* **Text segment**:
========================================================================
100 F.3d 966 (Table), 1996 WL 616652 (9th Cir.(Wash.)) Unpublished Disposition


(The Court's decision is referenced in a "Table of Decisions Without Reported Opinions" appearing in the Federal Reporter. Use FI CTA9 Rule 36-3 for rules regarding the citation of unpublished opinions.)

United States Court of Appeals, Ninth Circuit.

Robert D. WRINKLE, Plaintiff-Appellant,
Robert L. WRIGHT; Michael Leahy; Harold Kupers; Robin Schimetz, Defendants-

No. 95-35989.

Argued and Submitted Oct. 8, 1996.

Decided Oct. 23, 1996.

Appeal from the United States District Court for the Western District of Washington, No. CV-94-05730-RJB; Robert J. Bryan, District Judge, Presiding.



Before: BROWNING, D.W. NELSON, and FERNANDEZ, Circuit Judges


FN* This disposition is not appropriate for publication and may not be cited to or by the courts of this circuit except as provided by 9th Cir.R. 36-3.

**1 A triable issue of fact precluded summary judgment for Robert L. Wright and Michael Leahy on their defense of qualified immunity.

Prisoners have a clearly established constitutional right of access to the courts. Bounds v. Smith, 430 U.S. 817, 821 (1976). Robert D. Wrinkle alleged an actual injury to this right. See Sands v. Lewis, 886 F.2d 1166, 1171 (9th Cir.1989). Wright and Leahy do not argue to the contrary. Rule 10.1 of the Washington Rules of Appellate Procedure gives a pro se prisoner the right to file a brief supplementing that filed by counsel. See Wash.R.App.P. 10.1(d). Wrinkle asserted he could not file such a brief supporting his theory of juror misconduct because Wright and Leahy intentionally withheld the tape constituting the transcript of the jury selection process. See DeWitt v. Pail, 366 F.2d 682, 685 (9th Cir.1996).

Wrinkle adduced circumstantial evidence that Wright and Leahy intentionally withheld the jury selection tape. See Lindsey v. Shalmy, 29 F.3d 1382, 1385 (9th Cir.1994) (when subjective intent is at issue, plaintiff can defeat a summary judgment motion based on qualified immunity only by submitting direct or circumstantial evidence sufficient to create a genuine issue of material fact on the official's wrongful intent). Harold Kupers' grievance response stated: "The second [videotape] (jury selection) was held by [Leahy] pending the completion of [Wrinkle's] review of the first (preliminary hearing) tape. Nobody told [him] when [Wrinkle was] done." (ER 26). Viewing this response in the light most favorable to Wrinkle, a reasonable trier-of-fact could infer that Leahy knew there were two tapes and did not believe Wrinkle had already viewed the jury selection tape. The response contains indicia of accuracy: Kupers said he conducted a thorough investigation, consulting mailroom and education logs and interviewing Wrinkle's custody unit supervisors. (ER 26).
========================================================================
* **Records provided**:

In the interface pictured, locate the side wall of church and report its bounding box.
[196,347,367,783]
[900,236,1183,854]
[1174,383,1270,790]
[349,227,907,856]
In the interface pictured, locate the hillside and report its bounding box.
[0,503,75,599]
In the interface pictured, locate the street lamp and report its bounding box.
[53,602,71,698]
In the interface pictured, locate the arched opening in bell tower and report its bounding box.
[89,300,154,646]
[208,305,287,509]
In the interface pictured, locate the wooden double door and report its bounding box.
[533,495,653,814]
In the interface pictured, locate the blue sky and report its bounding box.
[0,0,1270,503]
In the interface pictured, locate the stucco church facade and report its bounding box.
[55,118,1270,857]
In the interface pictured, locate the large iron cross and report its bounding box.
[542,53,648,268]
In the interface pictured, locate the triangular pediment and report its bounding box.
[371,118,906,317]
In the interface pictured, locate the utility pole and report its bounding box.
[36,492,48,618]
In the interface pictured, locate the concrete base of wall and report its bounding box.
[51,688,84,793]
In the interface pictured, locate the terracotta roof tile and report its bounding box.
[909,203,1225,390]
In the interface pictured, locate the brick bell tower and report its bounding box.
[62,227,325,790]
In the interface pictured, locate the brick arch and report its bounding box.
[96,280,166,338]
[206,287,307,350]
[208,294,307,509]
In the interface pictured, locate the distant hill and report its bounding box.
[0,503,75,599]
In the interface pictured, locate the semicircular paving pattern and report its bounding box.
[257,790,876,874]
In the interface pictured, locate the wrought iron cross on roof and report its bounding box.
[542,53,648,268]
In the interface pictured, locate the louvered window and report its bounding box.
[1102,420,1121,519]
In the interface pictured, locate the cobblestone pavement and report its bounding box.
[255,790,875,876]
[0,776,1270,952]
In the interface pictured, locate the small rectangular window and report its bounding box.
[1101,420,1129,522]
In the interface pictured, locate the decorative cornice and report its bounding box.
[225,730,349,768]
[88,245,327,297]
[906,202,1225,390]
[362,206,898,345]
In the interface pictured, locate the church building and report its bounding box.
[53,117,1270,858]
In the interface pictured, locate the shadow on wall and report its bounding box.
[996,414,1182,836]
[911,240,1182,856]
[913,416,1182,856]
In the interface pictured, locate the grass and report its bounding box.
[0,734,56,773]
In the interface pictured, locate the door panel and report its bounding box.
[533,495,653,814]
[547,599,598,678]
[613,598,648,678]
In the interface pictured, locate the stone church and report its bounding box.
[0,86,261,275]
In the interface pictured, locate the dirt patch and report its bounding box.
========================================================================
* **Work to complete**:
1. Translate this sentence from the court ruling into Spanish: "Prisoners have a clearly established constitutional right of access to the courts."
2. According to the court ruling, which district judge presided over the case in the Western District of Washington?

* **Task-by-task outputs**:
1. Los presos tienen un derecho constitucional claramente establecido de acceso a los tribunales.

2. Robert J. Bryan